» **TASK MATERIAL**
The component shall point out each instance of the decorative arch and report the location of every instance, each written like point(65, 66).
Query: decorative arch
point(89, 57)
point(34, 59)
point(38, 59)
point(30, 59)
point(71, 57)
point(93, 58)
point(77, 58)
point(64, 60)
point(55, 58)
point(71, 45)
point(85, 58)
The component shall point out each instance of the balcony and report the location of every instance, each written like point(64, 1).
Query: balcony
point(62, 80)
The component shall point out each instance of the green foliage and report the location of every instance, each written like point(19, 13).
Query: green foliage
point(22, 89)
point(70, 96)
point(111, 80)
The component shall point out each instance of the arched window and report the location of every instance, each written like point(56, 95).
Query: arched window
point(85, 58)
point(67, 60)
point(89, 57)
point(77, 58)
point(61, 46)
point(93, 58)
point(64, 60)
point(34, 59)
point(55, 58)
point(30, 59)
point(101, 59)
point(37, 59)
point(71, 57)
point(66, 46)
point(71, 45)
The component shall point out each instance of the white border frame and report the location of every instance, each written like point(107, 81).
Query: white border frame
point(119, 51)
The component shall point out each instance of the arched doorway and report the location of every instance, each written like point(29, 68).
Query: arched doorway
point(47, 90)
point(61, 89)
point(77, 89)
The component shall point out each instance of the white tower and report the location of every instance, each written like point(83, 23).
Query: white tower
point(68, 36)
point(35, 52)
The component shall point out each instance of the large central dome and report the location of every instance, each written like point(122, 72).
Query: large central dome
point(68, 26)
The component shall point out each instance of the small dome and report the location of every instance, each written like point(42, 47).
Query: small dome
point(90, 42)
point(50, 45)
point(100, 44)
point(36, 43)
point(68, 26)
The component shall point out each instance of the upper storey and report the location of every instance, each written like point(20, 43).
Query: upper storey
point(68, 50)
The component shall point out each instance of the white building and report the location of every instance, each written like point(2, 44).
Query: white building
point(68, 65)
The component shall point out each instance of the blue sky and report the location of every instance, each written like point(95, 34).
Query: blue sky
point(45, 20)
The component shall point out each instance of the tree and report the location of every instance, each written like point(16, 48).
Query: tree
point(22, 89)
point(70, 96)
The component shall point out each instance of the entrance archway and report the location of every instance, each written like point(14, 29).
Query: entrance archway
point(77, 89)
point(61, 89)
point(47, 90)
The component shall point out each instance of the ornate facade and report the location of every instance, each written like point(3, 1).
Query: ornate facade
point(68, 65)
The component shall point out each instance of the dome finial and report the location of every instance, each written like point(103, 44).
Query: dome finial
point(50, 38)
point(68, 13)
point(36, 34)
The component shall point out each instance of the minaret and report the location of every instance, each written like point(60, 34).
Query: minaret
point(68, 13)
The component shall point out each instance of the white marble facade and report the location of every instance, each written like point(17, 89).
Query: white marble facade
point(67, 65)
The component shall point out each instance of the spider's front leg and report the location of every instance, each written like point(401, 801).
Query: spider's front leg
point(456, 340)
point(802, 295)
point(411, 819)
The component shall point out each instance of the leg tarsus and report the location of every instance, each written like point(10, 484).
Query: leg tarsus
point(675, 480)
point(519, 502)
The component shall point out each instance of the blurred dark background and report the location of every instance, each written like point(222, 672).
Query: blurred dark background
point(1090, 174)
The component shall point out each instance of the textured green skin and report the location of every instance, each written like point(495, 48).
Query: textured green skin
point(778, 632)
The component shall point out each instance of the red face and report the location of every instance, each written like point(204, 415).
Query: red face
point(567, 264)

» **REQUIRED TASK**
Rewrite all of the entries above, changing "report the location" to "state the position" and leaving everything else as it is.

» **COMPLETE ANSWER**
The component shall point out each instance of the decorative arch and state the position of every instance, each written like point(65, 66).
Query: decorative arch
point(89, 57)
point(34, 59)
point(38, 59)
point(30, 59)
point(71, 57)
point(93, 58)
point(77, 58)
point(64, 60)
point(55, 58)
point(71, 45)
point(85, 58)
The component shall point out each instance of the balcony and state the position of every instance, each written like point(64, 1).
Query: balcony
point(62, 80)
The component shall point out each instance of the green foliage and state the position of every instance, each written like point(19, 13).
Query: green foliage
point(22, 89)
point(70, 96)
point(111, 80)
The component shall point out each instance of the arched window and state the position of every instance, each written like point(56, 95).
Query: arched window
point(85, 58)
point(67, 60)
point(89, 57)
point(77, 58)
point(61, 46)
point(93, 58)
point(64, 60)
point(34, 59)
point(55, 58)
point(30, 59)
point(101, 59)
point(37, 59)
point(71, 57)
point(66, 46)
point(71, 45)
The component shall point out each instance of the white border frame and state the position of every instance, each written like point(107, 81).
Query: white border frame
point(119, 51)
The component shall point out each instance of the arched doorway and state the position of every instance, each written like point(29, 68).
Query: arched doorway
point(47, 90)
point(61, 89)
point(77, 89)
The component shall point out each instance of the white tower and state the position of every instance, each written like point(83, 23).
Query: white tower
point(68, 36)
point(35, 52)
The component shall point out each instance of the large central dome and state the position of every instance, each written like point(122, 72).
Query: large central dome
point(68, 26)
The component shall point out each instance of the small dome and state the position of every instance, each written like point(42, 47).
Query: small dome
point(90, 42)
point(50, 45)
point(100, 44)
point(36, 43)
point(68, 26)
The component shall point out each instance of the upper storey and state the position of every instance, each written like point(20, 43).
Query: upper storey
point(68, 50)
The component shall point out each instance of the white building and state the position of every instance, each written like point(2, 44).
Query: white building
point(68, 65)
The component shall point out each instance of the blue sky and state the position of every instance, each written like point(95, 34).
Query: blue sky
point(45, 20)
The component shall point out each instance of the tree and state the position of every instance, each written like point(16, 48).
Query: tree
point(22, 89)
point(70, 96)
The component shall point out each instance of the entrance archway and state the position of every instance, each written like point(14, 29).
Query: entrance archway
point(77, 89)
point(61, 89)
point(47, 90)
The component shall point out each instance of the ornate facade and state the position of every instance, each written like point(3, 1).
Query: ornate facade
point(68, 65)
The component shall point out each instance of the dome finial and state the position of every instance, each written like point(103, 44).
Query: dome finial
point(50, 38)
point(68, 13)
point(36, 34)
The component shall point out each instance of the minaret and state the position of every instance, each written like point(60, 34).
Query: minaret
point(68, 13)
The component shall point out each instance of the white marble facade and state the position of every instance, each written like point(17, 89).
Query: white marble facade
point(67, 65)
The component shall point out each instance of the spider's front leg and state the position of every instance, each written like point(401, 801).
Query: spider's front leg
point(456, 340)
point(802, 295)
point(411, 819)
The component shall point out each instance of the leg tarsus and state the position of every instance, each written like point(10, 484).
Query: leg tarsus
point(675, 480)
point(519, 502)
The component shall point out each instance of the blurred dark background and state the position of every instance, each written like point(222, 672).
Query: blurred dark background
point(1090, 174)
The component shall point out each instance of the textured green skin and state the position of every instance, each written like point(495, 48).
Query: textured green skin
point(778, 632)
The component shall point out each instance of the red face and state the position of every instance, each written like point(204, 415).
Query: red face
point(567, 264)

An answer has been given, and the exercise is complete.